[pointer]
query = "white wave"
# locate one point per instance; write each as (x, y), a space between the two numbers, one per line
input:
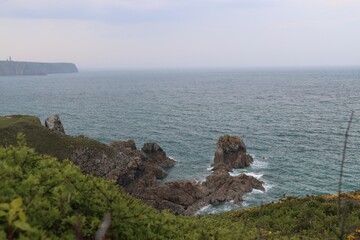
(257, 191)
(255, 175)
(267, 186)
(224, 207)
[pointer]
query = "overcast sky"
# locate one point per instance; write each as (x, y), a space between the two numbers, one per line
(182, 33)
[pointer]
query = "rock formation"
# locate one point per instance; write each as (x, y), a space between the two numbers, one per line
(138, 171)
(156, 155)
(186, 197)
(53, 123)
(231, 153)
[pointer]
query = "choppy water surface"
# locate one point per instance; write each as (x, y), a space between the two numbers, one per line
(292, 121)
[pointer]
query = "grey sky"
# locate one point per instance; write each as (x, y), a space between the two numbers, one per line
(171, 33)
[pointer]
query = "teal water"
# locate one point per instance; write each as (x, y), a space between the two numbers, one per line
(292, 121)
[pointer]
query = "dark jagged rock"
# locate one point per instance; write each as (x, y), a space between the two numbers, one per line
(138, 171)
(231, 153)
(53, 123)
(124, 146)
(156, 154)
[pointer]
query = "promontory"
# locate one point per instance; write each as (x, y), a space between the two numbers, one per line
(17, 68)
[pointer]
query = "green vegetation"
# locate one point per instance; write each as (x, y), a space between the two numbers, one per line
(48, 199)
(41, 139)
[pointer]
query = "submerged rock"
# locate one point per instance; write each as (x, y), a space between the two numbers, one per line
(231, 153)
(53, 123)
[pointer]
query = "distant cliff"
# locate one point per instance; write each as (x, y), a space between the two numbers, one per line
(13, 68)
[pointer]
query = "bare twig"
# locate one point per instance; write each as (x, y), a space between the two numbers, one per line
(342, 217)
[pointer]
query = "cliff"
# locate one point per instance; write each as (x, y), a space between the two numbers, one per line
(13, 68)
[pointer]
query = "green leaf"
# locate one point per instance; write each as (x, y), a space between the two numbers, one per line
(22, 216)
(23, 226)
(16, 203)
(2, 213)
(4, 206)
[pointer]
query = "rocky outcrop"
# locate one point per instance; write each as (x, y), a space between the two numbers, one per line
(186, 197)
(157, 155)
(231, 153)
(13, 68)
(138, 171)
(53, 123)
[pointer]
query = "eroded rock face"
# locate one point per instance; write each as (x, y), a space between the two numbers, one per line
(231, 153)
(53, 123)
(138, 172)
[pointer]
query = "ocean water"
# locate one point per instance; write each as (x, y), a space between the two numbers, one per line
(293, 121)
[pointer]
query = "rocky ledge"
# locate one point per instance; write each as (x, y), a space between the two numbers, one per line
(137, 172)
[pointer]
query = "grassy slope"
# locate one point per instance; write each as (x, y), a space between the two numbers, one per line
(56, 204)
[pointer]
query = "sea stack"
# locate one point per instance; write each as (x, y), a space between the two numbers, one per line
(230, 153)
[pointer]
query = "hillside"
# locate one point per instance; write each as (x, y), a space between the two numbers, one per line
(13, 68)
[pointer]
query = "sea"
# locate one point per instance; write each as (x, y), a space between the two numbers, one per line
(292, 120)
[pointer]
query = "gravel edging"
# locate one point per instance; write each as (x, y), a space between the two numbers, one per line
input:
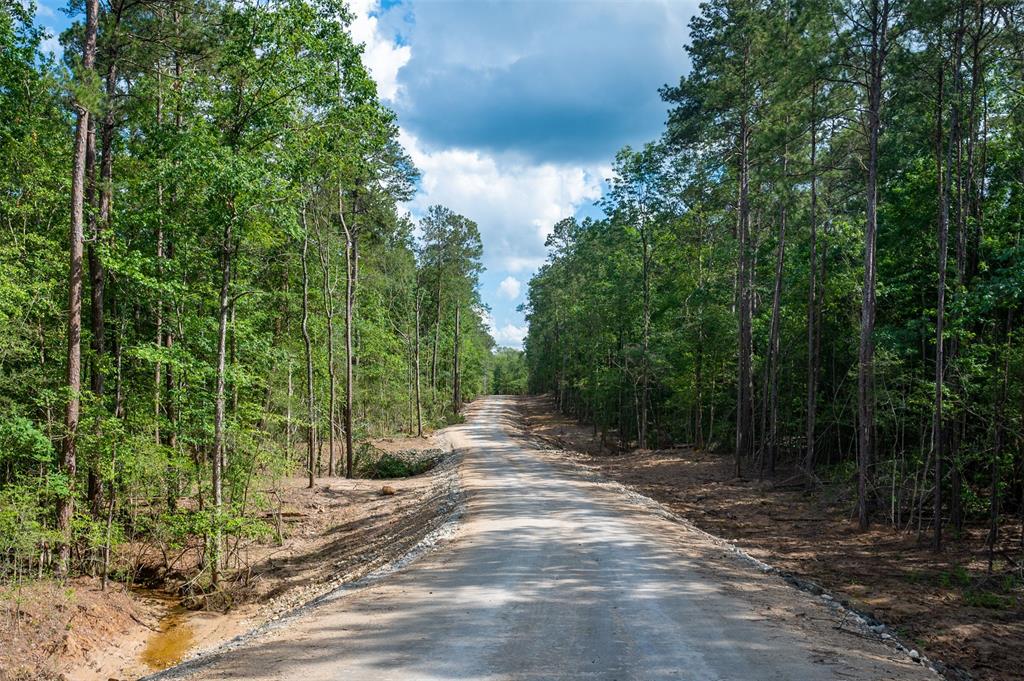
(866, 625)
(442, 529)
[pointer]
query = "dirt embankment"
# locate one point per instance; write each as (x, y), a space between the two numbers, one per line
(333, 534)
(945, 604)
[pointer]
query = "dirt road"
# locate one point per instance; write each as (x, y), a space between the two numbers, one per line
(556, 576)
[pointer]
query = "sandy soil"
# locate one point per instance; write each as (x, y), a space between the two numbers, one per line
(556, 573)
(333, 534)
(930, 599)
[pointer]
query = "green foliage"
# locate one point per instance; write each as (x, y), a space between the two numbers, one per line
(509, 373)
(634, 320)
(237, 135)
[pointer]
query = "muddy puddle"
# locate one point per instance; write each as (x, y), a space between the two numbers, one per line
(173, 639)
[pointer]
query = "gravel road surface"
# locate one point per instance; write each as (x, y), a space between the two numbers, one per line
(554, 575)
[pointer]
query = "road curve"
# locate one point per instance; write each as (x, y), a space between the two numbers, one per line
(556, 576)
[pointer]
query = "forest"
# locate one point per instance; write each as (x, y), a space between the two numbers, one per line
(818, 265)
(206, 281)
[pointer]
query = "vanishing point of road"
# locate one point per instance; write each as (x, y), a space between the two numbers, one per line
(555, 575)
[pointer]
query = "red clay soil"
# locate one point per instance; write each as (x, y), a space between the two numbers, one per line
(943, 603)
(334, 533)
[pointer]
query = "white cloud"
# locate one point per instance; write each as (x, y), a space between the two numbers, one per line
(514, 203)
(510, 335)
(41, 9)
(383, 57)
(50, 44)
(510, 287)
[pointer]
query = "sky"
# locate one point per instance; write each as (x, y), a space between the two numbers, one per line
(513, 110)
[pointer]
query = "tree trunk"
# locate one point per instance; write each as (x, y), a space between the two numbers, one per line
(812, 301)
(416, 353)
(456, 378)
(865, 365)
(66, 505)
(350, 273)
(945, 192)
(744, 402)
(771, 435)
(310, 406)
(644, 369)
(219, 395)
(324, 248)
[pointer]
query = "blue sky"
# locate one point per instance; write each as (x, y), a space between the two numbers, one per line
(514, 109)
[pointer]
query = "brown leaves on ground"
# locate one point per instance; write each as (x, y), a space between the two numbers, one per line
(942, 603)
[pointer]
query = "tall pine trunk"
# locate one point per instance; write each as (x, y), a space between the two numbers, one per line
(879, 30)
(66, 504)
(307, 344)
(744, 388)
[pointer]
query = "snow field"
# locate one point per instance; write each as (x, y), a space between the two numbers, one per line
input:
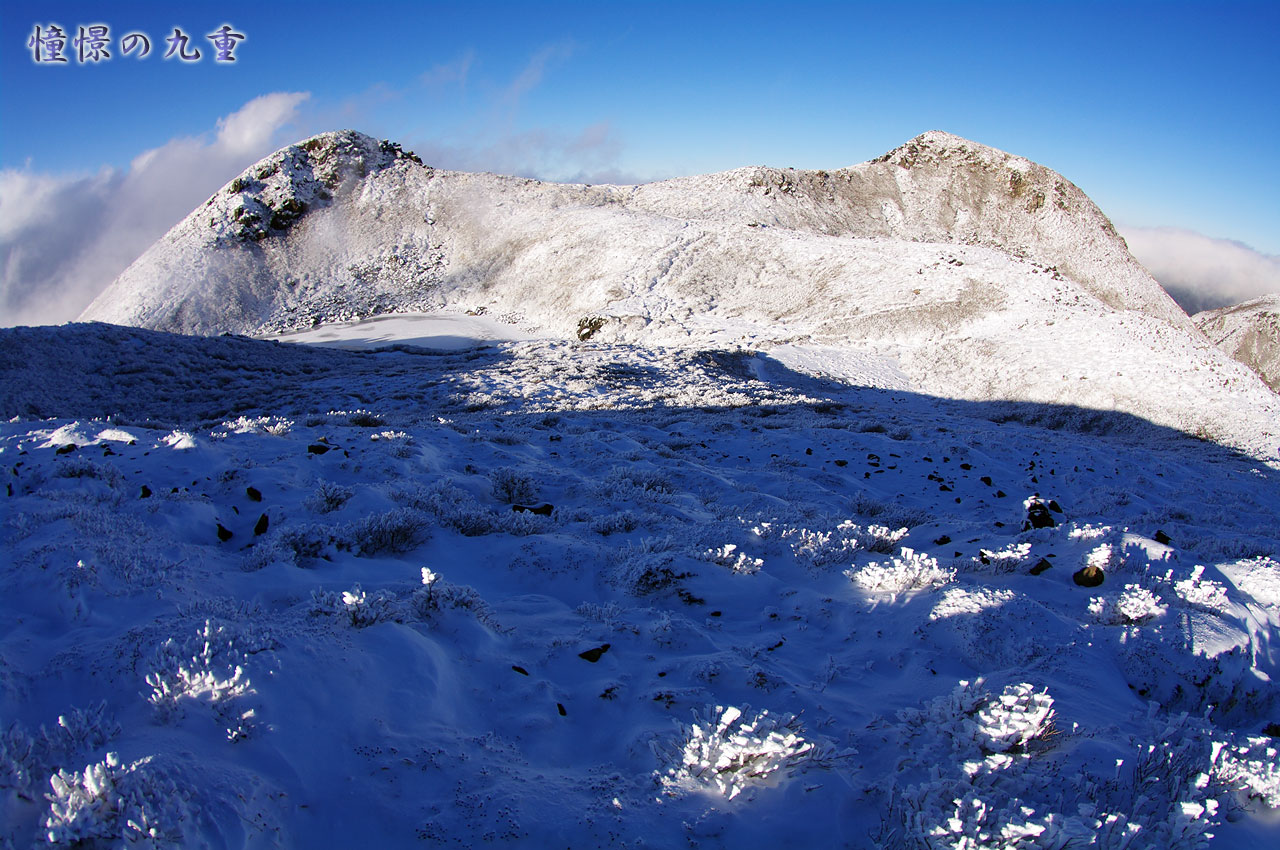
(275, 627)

• Task instructions: Every line above should be repeated exactly; pictures stay out of the copy.

• Final result:
[pointer]
query = "white wave"
# locate one point per instance; write each as (x, y), a space between the two numbers, one per line
input:
(257, 191)
(255, 175)
(267, 186)
(224, 207)
[pointer]
query = "overcast sky"
# locate one point per instance; write each as (x, y), a space between the two numbers, one per line
(182, 33)
[pointer]
query = "rock formation"
# locate one point per instance; write each as (x, y), a space between the two numbers, one per line
(138, 171)
(156, 155)
(186, 197)
(53, 123)
(231, 153)
[pointer]
query = "choppy water surface"
# locate one point per instance; write each as (x, y), a space between the two numbers, one per line
(292, 121)
[pointer]
query = "grey sky"
# locate one point per instance; write each as (x, y), a space between the two numbers, one per line
(171, 33)
[pointer]
query = "teal water"
# locate one point per instance; write each as (x, y), a space between the two numbers, one per line
(292, 121)
[pointer]
query = "dark jagged rock"
# locate one point per instance; write each as (x, y), a space between the two numbers, one per line
(138, 171)
(231, 153)
(53, 123)
(124, 146)
(156, 154)
[pointer]
query = "promontory"
# locate one point per instance; write each as (x, y), a space between the two numbers, one per line
(17, 68)
[pointer]
query = "green vegetation"
# locate one point per instance; write each as (x, y), a space between the two numbers, one per line
(48, 199)
(41, 139)
[pointer]
query = "submerged rock"
# locate one point per instance; write each as (x, y), a space between the two numbers, one per line
(231, 153)
(53, 123)
[pointer]
query = "distant cliff"
# locate one point per instance; write each as (x, y), a space between the two numbers, one per line
(13, 68)
[pointer]
query = "bare twig"
# locate one point per instance; write each as (x, y), a space between the two numbers, one per line
(342, 217)
[pointer]
query = "cliff"
# locate one point per instance; write each as (x, y), a space between the two numbers, one per line
(13, 68)
[pointer]
query = "green leaf"
# locate one point per instance; write each as (x, y), a space between the two numbers, one per line
(22, 216)
(23, 226)
(16, 203)
(2, 213)
(4, 206)
[pointer]
query = "rocky outcrop"
# locate one point per instance; write each as (x, y), a space between the two numbers, one per line
(186, 197)
(157, 155)
(231, 153)
(13, 68)
(138, 171)
(53, 123)
[pointer]
query = "eroded rock face"
# locate one point per instance; write each as (x, y), a space between the two numbers, one per line
(231, 153)
(53, 123)
(138, 172)
[pointer]
query = "ocean water"
# locate one point per instance; write each as (x, y), a space between the two numbers, one per line
(293, 121)
[pointer]
query = "rocky ledge"
# locate one point per instance; write each as (x, y), a space between the two numbers, one per line
(137, 172)
[pointer]
query = "grassy slope"
# locate one point per instance; write each as (x, y), a space between the two numbers, one per line
(56, 204)
[pointer]
query = "sea stack"
# locate one point per instance; write each as (x, y), a space between the two numbers, one per line
(230, 153)
[pointer]
query = "hillside"
# locate one point per instance; write each as (x, y), a space between the two numbers, one per line
(13, 68)
[pointer]
query = "sea"
# locate one point per instance; write each as (x, y), a space between the two numbers, one per line
(292, 120)
[pointer]
query = "gravel edging"
# locate one point per instance; write each as (x, y), a space between the two numbers, one per line
input:
(866, 625)
(442, 529)
[pointer]
query = "dirt embankment"
# locate one point per instance; write each as (x, y), a space between the two numbers, one per line
(333, 534)
(945, 604)
[pointer]
query = "dirt road"
# locate one point per instance; write each as (x, y), a space between the two numbers, one per line
(556, 576)
[pointer]
query = "sandy soil"
# locate one point per instance; write each as (x, y), a space between the two numbers, one per line
(556, 573)
(333, 534)
(930, 599)
[pointer]
query = "green foliage"
# locate one point per instance; write each as (x, y), a space between the two numbers, one per line
(509, 373)
(634, 320)
(237, 135)
[pointer]
query = "muddy puddle"
# locate one point per instance; write each as (x, y), a space between the two numbers, one per line
(173, 639)
[pointer]
query = "gravel road surface"
# locate one point per instance; write each as (x, y), a space between the two numbers, one per line
(554, 575)
[pointer]
query = "road curve"
# locate one point per instance; write each as (x, y), a space between the two numbers, one per line
(556, 576)
[pointer]
query = "forest"
# locate one point per instance; write each as (x, y), a space between the two numbers, one per line
(818, 265)
(206, 281)
[pointer]
query = "vanishing point of road"
# locate one point per instance; write each as (x, y), a space between the two numbers, one per line
(555, 575)
[pointer]
query = "red clay soil"
# locate one point per instance; write each as (x, y), a space between the two numbers, one per line
(943, 603)
(334, 533)
[pointer]
query = "white cloud"
# locate one point per instance; write each as (x, y), a space between the two numbers, one per line
(514, 203)
(510, 335)
(41, 9)
(383, 57)
(50, 44)
(510, 287)
[pointer]
query = "sky"
# locate one point per instance; write each as (x, y), a space between the two numbers, one per line
(513, 110)
[pointer]
query = "tree trunk"
# locate one point per instance; write each as (x, y), a space between the two numbers, one per line
(812, 301)
(416, 353)
(456, 378)
(865, 365)
(66, 505)
(350, 273)
(945, 192)
(744, 402)
(771, 435)
(310, 406)
(644, 369)
(219, 395)
(324, 248)
[pointer]
query = "blue sky"
# locate one point per instance; write each as (x, y), a space between the two numbers, one per line
(514, 109)
[pointer]
query = "brown leaves on ground"
# locate one point per instance; write each as (x, y), a space between the two numbers, one per line
(942, 603)
[pointer]
query = "tall pine trunk"
# locate one point per instance; write each as (x, y), a space between the two numbers, one per line
(879, 30)
(66, 504)
(307, 344)
(744, 388)
[pointer]
query = "snow field"
# locate one point per instance; write each as (x, y), a space between the two numbers, one per line
input:
(275, 627)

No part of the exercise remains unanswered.